*Task data:*
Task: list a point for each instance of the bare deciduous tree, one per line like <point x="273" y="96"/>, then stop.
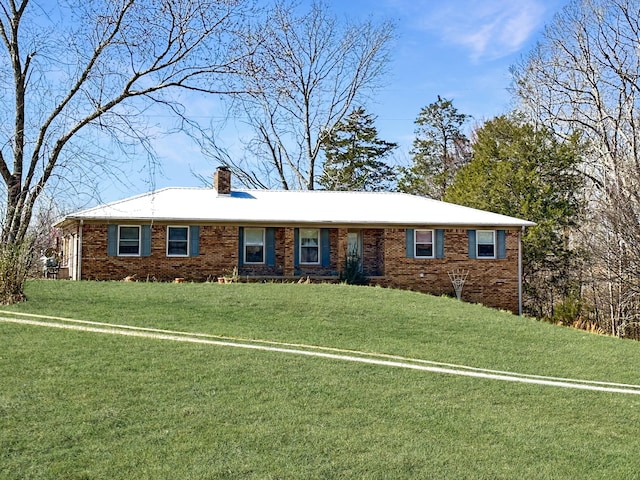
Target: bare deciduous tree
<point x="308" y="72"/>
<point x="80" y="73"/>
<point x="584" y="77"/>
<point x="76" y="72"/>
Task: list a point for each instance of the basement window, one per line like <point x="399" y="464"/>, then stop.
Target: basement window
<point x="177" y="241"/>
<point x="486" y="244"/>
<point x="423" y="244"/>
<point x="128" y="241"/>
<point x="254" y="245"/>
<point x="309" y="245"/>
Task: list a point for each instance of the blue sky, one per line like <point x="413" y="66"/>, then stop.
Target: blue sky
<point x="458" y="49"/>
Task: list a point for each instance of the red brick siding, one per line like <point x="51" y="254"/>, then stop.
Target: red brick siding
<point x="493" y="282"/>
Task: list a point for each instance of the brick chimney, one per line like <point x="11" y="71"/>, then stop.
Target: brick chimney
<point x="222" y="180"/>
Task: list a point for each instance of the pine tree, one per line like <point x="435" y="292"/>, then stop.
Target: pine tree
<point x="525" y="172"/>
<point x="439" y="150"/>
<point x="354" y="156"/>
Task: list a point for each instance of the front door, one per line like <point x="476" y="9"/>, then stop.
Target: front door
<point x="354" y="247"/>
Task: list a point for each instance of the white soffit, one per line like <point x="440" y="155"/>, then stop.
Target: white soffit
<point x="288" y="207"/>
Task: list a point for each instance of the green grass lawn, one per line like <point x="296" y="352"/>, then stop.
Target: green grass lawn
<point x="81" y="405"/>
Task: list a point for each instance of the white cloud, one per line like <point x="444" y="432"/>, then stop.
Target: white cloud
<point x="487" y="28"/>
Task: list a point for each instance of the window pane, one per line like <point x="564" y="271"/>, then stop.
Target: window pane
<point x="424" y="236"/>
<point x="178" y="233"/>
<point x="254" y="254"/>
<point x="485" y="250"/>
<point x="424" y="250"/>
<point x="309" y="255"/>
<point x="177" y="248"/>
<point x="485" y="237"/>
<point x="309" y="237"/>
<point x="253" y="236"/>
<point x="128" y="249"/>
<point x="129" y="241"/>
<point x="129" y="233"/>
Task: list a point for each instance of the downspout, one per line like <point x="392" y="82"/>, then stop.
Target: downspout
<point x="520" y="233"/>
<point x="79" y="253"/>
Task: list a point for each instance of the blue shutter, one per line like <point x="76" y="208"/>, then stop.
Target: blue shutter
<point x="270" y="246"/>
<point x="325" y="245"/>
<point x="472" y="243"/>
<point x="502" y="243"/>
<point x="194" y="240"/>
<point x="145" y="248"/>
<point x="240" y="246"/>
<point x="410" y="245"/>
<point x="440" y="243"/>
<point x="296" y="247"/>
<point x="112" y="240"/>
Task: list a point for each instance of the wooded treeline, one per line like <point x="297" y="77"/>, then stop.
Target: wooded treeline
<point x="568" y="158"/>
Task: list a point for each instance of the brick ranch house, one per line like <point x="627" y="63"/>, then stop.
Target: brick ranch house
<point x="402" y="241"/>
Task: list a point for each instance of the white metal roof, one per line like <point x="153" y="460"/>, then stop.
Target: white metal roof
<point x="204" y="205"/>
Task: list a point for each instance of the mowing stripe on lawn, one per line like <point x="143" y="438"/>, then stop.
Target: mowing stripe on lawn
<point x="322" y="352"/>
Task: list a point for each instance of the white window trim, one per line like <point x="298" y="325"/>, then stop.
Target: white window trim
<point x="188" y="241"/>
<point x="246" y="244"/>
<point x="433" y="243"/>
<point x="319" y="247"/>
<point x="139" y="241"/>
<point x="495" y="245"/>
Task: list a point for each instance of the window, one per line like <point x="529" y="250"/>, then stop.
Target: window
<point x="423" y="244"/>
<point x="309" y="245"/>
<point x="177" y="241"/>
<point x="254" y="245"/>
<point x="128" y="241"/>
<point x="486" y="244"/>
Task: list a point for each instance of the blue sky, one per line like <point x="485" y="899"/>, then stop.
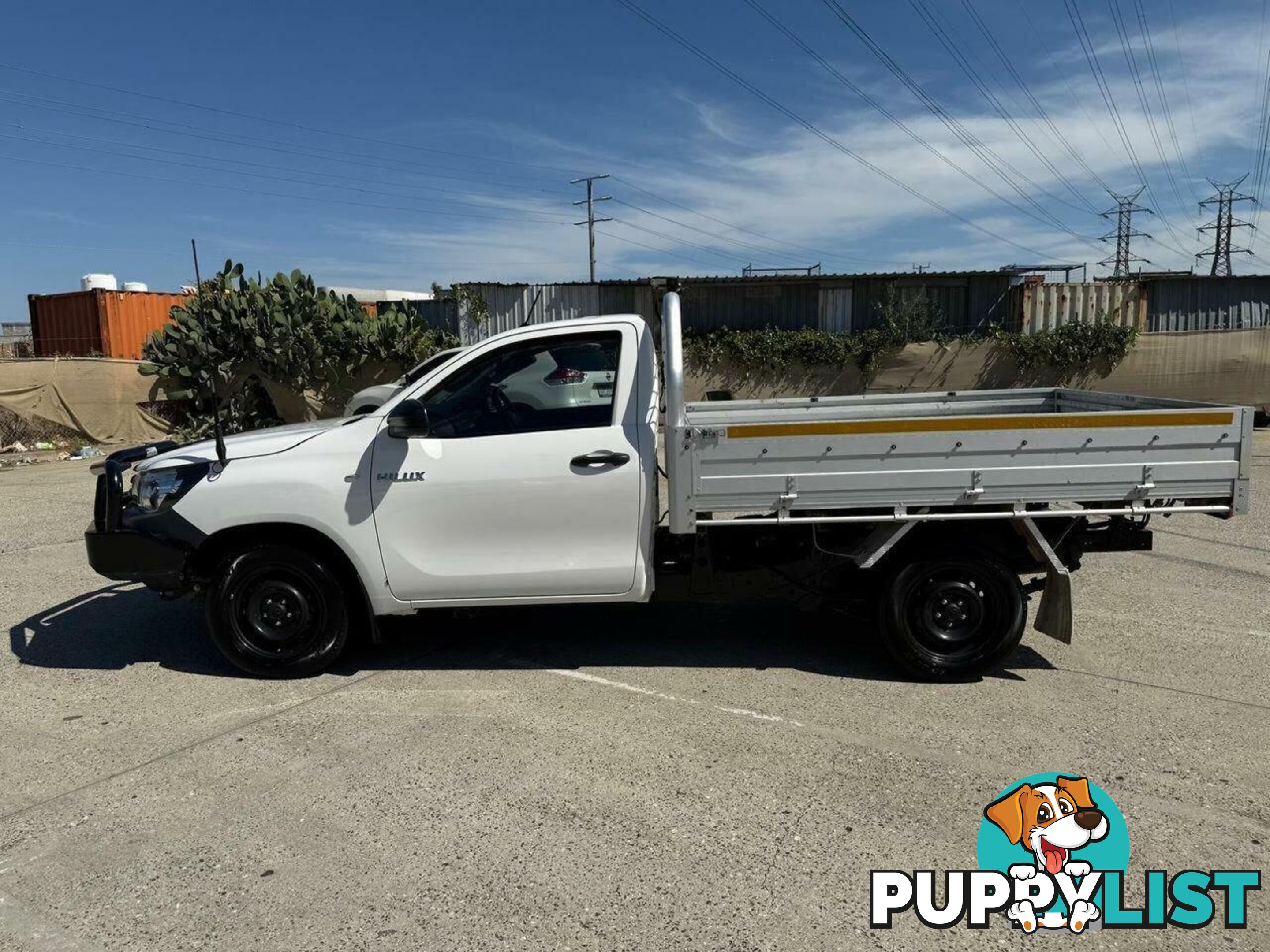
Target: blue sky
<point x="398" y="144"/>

==

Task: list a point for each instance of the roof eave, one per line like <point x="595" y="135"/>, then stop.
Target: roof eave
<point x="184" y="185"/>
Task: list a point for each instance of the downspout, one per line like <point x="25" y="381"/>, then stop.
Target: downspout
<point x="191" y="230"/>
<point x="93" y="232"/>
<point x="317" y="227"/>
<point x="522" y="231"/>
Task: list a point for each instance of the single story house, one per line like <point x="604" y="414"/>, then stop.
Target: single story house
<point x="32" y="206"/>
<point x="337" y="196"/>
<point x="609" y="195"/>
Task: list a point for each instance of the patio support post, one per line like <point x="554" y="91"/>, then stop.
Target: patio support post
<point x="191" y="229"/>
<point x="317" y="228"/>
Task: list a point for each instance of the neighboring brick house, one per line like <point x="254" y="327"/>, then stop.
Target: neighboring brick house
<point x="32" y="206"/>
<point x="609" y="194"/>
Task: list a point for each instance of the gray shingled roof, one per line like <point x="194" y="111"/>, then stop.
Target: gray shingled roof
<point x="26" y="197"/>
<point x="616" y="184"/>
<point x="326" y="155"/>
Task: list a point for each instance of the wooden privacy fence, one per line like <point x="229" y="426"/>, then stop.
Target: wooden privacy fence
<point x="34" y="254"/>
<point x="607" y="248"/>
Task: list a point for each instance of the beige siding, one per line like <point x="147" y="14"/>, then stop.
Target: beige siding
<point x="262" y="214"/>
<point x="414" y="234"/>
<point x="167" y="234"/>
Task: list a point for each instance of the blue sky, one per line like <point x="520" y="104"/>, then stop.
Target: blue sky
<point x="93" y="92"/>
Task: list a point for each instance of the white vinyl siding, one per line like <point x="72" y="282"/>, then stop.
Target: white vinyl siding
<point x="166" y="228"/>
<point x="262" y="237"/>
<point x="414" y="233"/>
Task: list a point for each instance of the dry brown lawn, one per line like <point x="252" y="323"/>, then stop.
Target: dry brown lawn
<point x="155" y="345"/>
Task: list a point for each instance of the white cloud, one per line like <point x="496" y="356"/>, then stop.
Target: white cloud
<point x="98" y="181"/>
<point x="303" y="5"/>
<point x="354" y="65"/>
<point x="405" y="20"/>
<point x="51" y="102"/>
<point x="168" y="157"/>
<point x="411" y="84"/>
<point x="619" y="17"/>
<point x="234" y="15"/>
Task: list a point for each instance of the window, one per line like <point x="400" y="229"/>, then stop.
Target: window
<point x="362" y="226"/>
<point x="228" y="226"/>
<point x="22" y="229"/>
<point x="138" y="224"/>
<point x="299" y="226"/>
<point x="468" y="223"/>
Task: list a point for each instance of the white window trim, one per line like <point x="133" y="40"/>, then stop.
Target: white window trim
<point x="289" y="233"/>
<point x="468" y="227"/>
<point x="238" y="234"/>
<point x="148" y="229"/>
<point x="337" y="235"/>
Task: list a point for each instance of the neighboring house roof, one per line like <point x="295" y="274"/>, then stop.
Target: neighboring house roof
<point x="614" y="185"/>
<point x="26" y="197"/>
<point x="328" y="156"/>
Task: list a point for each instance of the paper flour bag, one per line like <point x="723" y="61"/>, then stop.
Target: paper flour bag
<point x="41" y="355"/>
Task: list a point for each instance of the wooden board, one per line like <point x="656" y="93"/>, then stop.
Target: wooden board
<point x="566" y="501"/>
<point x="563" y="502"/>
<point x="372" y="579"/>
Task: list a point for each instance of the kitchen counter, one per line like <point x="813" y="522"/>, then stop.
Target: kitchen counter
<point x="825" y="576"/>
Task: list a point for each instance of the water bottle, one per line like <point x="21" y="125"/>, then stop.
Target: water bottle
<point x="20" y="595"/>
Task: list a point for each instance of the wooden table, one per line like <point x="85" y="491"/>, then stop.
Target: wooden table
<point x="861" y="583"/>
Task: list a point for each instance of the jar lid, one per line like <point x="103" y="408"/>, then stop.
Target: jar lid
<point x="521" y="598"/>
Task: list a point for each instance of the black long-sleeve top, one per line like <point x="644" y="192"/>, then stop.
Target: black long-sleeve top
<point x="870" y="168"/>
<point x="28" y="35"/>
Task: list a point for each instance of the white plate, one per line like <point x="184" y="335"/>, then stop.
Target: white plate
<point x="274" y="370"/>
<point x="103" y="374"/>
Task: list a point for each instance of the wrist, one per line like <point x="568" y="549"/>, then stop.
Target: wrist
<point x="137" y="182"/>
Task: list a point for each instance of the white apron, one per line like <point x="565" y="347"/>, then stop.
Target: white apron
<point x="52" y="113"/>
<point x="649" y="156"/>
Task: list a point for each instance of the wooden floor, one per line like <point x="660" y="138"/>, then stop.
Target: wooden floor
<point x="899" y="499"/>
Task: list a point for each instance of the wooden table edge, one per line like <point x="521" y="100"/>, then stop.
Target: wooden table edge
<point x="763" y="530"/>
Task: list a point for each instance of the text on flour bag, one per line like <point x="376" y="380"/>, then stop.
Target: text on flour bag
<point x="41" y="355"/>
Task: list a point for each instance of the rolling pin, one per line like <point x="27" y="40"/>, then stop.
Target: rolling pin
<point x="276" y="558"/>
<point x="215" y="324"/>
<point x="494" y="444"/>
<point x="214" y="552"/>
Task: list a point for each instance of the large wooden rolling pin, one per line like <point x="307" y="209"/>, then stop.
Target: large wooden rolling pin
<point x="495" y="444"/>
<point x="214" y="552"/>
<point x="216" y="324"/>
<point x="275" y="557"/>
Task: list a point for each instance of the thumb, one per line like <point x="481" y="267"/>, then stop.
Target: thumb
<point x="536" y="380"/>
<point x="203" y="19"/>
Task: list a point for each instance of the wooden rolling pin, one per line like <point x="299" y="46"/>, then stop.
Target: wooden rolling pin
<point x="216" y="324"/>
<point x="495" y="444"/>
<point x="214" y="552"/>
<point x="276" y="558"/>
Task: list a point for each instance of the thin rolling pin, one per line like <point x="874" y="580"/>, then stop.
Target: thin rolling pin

*Exercise details:*
Working from the data above, extract solely the lines from the one containing "Task: list a point for each instance of the dry" through the one containing "Task: list a point for each instance of the paper", exactly as they appear, both included.

*Written answer:*
Task: list a point for each instance of the dry brown lawn, one per line like <point x="252" y="323"/>, then stop.
Target: dry brown lawn
<point x="155" y="345"/>
Task: list a point for each instance of the white cloud, one per line like <point x="496" y="356"/>, then stop.
Target: white cloud
<point x="98" y="181"/>
<point x="303" y="5"/>
<point x="354" y="65"/>
<point x="405" y="20"/>
<point x="51" y="102"/>
<point x="168" y="157"/>
<point x="411" y="84"/>
<point x="619" y="17"/>
<point x="234" y="15"/>
Task: list a point for each instance of the window, one per line like <point x="400" y="229"/>, then stop.
Target: window
<point x="362" y="226"/>
<point x="228" y="226"/>
<point x="22" y="229"/>
<point x="138" y="224"/>
<point x="299" y="226"/>
<point x="468" y="223"/>
Task: list a point for each instance of the white window trim, one per line like <point x="133" y="40"/>, then stop.
Target: white window trim
<point x="289" y="233"/>
<point x="468" y="227"/>
<point x="238" y="234"/>
<point x="148" y="229"/>
<point x="337" y="235"/>
Task: list a point for each instance of the neighboring house roof, one per line like <point x="295" y="274"/>, then stop.
Target: neighboring house roof
<point x="614" y="185"/>
<point x="26" y="197"/>
<point x="328" y="156"/>
Task: list a point for each instance of the paper flour bag, one per line like <point x="723" y="61"/>, then stop.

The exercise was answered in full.